Do not copy the pictures; transcribe all other material exactly.

Coordinate annotation records →
****
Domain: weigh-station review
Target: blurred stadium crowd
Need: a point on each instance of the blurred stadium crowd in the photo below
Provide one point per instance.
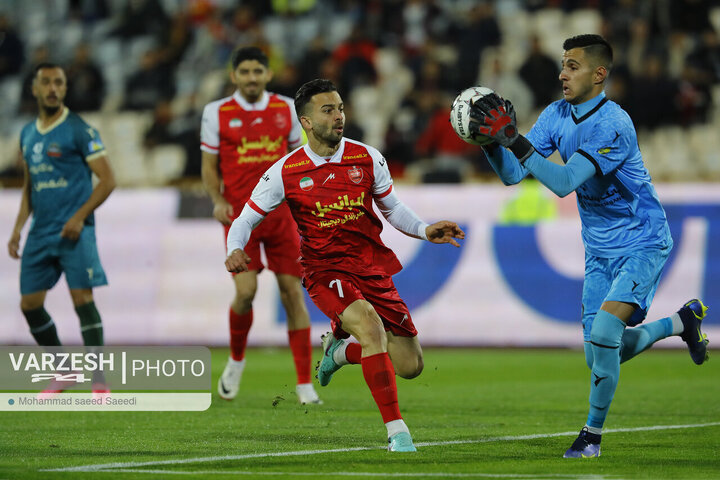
(142, 70)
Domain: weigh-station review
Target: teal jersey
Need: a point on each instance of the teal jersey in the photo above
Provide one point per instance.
(60, 179)
(619, 208)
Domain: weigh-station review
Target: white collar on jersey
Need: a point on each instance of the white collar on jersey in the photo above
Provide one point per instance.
(259, 105)
(60, 119)
(318, 160)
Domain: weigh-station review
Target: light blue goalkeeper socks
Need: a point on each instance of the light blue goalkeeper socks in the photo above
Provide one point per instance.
(605, 339)
(638, 339)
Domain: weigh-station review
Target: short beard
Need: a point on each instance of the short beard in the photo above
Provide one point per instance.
(50, 111)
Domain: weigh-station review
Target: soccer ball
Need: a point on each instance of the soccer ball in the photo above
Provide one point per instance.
(460, 115)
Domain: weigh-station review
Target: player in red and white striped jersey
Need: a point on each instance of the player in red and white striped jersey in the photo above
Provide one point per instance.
(330, 185)
(242, 135)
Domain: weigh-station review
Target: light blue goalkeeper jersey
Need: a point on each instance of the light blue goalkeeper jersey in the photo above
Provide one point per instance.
(60, 178)
(619, 208)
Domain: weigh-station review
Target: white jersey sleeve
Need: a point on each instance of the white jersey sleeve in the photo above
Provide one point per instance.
(383, 181)
(268, 194)
(210, 128)
(395, 212)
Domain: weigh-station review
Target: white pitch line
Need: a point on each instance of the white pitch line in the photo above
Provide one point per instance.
(129, 465)
(528, 476)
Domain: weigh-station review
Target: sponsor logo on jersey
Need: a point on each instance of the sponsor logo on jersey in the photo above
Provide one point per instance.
(306, 184)
(95, 146)
(296, 164)
(37, 152)
(343, 203)
(330, 177)
(264, 143)
(54, 150)
(355, 174)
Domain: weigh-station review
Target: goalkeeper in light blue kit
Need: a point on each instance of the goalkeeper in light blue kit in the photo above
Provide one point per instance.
(624, 229)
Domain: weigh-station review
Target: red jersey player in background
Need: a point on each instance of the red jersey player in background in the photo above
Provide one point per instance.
(330, 185)
(242, 136)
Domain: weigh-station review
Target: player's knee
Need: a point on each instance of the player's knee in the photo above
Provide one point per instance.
(589, 357)
(368, 326)
(81, 296)
(413, 367)
(244, 294)
(30, 303)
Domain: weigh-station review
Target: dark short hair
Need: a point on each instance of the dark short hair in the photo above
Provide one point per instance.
****
SOLUTION TO THE EXERCISE →
Domain: weigh-station review
Target: blurred stadium crowd
Need: a point on each instance of the blurred stadium crowd in the photo below
Provide one point per instance.
(142, 70)
Domain: weigh-station review
Target: teal jersey
Need: a point on each instance of the teal jersey in the photo above
Provide one point per instance.
(60, 179)
(619, 208)
Domain: weigh-station review
Target: white collar on jersey
Need: a point on each instance of the white collar on jersey in the photo above
Provide one point per instance.
(259, 105)
(60, 119)
(318, 160)
Domain: weigh-station review
Target: light blue goalkeeper socks
Need: a point on each instance of the light blue goalkeeper socks in the photo above
Provide one point per instance.
(605, 339)
(638, 339)
Domain: weigh-station review
Target: short beard
Need: a point on each instance of the short beard in the photo above
Provide one point per instance.
(50, 111)
Domain: weigh-station review
Target: soccer ball
Need: a point on each instance of the soccer ball in the photo above
Provide one point per instance.
(460, 115)
Domain: weigh-station review
Target: player in red and white striped jersey
Need: a point on each instance of the player in red and white striped jersey in the photo above
Provide one point per instance.
(330, 185)
(242, 135)
Domain: weigh-station review
Target: light blue goalkeeper jersey
Need: a point on each instance of the light blue goalkeeper jersey in the photo above
Provide one point per instance.
(60, 178)
(619, 208)
Domain: weigh-station review
Target: white jersey sleeve
Need: a point on each instance of the white jersey sleeve in the photo above
Provide one point per instance.
(383, 181)
(268, 194)
(210, 128)
(395, 212)
Domain: weigh-station review
Target: white pitch line
Need: a point on each instance of the white pitch line in the photo above
Provide one point per instance.
(129, 465)
(528, 476)
Domain: weigh-station review
Target: sponsor logo on jersey
Need: a point on each instance of the sponsor logo on jersey in the photo above
Provide one point per instance.
(306, 184)
(95, 146)
(296, 164)
(37, 152)
(343, 203)
(330, 177)
(264, 143)
(54, 150)
(355, 174)
Domain: weigh-station review
Target: goalkeeper in light blue kit
Need: a point on each instance of the goalkeeper in light blue kit in the photo above
Provide one point per instance.
(624, 229)
Domain: weigh-station review
Target: red jersey player in background
Need: a point on each instance of the red jersey player in background in the photo above
Provide one point per instance.
(330, 185)
(242, 136)
Domain: weigh-station review
Target: player's knee
Need: a point on each instance of the player's knee in the photo above
Provide one point per instance.
(589, 357)
(368, 326)
(81, 296)
(413, 367)
(244, 294)
(30, 303)
Domain: weigh-station review
Target: dark short hair
Need: a point on each instance of the dark short hair in the photo above
Provide one point per instance.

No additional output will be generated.